Excerpted text:
Just enough to be dangerous

Vibe coding is the ability to create software programs without knowing how to code.

Using natural language alone, we can use a variety of tools to prompt our way to a working piece of software.

Just last week, I created 5 small applets to automate mundane tasks.

Four out of five worked surprisingly well. The fifth? A total nightmare.

My background programming calculators in assembly language in middle school helps me get out of some technical jams that might stop others, but I wouldn’t call myself a full-stack engineer.

At the moment, vibe coding allows us to do just enough to be truly dangerous. To fool ourselves momentarily into thinking that we could prompt our way to the next Spotify or Netflix.

But the minute things get complex (and they always get complex), we’re standing alone in rural China without a translator.

It’s tantalizing, maddening, exciting, and terrifying. And we’ll need skilled engineers for the foreseeable future.

Still… Getting closer.

No one needs fog lights

Alt title: Why would you pay $1,000 for something you'll never use?

Imagine the scenario…

You’re driving your family of four down the road, when suddenly, a thick, inescapable fog rolls in.

You can no longer see 10 feet in front of you, but you gather that all the other cars on the road are starting to panic. You hear faint screams from behind car glass, screeching tires, and you sense that the situation is spinning out of control.

In a moment of brilliance, you remember that you purchased the car package with fog lights. You switch them on, and suddenly instead of seeing 10 feet in front of you, you see 15 feet. Just enough to spare your family’s lives. “Well worth the extra $1,000 I paid,” you say, forever thankful that you made the sensible choice.

I can only imagine some variation of this mental scenario is why anyone agrees to the up-charge of the fog-light package when purchasing a new car. But does it ever happen? Do you ever even switch these lights on once after leaving the lot?

Compared to $40k for a new car, only $1k extra for the fog light package seems like no big deal! But compared to zero, $1,000 is a tremendous waste of money.

Car manufacturers know and exploit this human weakness. As a consumer, be aware of add-ons. As a seller? Understand the enormous power of hypothetical situations that will never materialize.

Impossibly productive

Proof that the singularity has passed will start becoming more evident.

If you notice that some people seem to be getting more and more productive.

Posting more and more.

Showing up more and more...

And if you’re wondering "how does she do it!?" the answer is increasingly “AI”.

Two productivity classes will emerge, those on board, and those not. It’s not a judgment. It’s just what’s happening.

The trick for all of us is to know where to use AI, and where to be human.

(Hint: None of these posts are written with AI.)

Are you “generative”?

Today’s AI is generative. We know that. But like “agentic” or even “AI” itself, these words have already lost all meaning.

A couple years ago, "we marveled at our own magnificence as we gave birth to AI." (Yes, that was Morpheus).

Unlike the clunky chatbots of the AOL days, today’s models can easily pass the Turing Test.

And what makes them special is their ability to generate—to

synthesize.

Work task 1:
Answer these questions using the short essays above.
(a) How many small applets did the writer create last week, and how many of them worked surprisingly well?
(b) In the imagined fog scenario, how far ahead can the driver see once the fog lights are switched on?
(c) Which test does the text say today's models can easily pass?
Work task 2: Reproduce the passage from the short essays above, starting with "Just enough to be dangerous" and going on through "a full-stack engineer.".

(Referring expression grounding data)

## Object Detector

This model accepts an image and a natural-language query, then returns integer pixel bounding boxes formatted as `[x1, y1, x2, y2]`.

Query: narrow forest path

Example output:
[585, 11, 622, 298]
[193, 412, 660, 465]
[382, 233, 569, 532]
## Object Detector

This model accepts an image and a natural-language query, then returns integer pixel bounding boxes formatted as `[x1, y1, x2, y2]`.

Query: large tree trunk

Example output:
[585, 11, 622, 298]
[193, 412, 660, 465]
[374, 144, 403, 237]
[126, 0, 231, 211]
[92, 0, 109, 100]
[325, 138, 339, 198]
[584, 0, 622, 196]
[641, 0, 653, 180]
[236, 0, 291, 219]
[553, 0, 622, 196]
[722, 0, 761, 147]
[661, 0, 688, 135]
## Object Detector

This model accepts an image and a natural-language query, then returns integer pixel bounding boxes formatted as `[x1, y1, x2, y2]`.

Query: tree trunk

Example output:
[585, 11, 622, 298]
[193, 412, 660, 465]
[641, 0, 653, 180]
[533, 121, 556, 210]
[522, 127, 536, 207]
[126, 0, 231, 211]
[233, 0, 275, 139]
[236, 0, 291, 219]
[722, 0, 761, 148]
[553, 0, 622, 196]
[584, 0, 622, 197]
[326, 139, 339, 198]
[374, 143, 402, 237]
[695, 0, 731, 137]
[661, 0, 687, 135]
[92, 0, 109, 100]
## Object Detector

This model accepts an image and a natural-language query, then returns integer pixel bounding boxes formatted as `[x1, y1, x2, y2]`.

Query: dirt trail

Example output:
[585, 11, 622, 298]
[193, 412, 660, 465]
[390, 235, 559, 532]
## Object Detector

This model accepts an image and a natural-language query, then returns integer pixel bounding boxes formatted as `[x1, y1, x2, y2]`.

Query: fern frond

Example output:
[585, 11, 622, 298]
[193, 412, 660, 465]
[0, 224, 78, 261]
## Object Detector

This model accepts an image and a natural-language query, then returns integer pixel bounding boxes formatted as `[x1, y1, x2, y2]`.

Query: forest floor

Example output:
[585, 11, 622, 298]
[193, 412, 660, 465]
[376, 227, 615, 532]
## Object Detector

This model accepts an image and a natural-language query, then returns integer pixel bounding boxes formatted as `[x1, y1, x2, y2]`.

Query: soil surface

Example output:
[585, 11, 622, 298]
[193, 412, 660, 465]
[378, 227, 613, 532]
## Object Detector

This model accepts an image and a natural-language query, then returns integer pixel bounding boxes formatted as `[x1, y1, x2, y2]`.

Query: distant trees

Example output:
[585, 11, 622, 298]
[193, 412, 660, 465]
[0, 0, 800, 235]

Your response 1:
(a) The writer created 5 applets, and four of them worked surprisingly well.
(b) The driver can see 15 feet ahead.
(c) Today's models can easily pass the Turing Test.

Your response 2:
Just enough to be dangerous

Vibe coding is the ability to create software programs without knowing how to code.

Using natural language alone, we can use a variety of tools to prompt our way to a working piece of software.

Just last week, I created 5 small applets to automate mundane tasks.

Four out of five worked surprisingly well. The fifth? A total nightmare.

My background programming calculators in assembly language in middle school helps me get out of some technical jams that might stop others, but I wouldn’t call myself a full-stack engineer.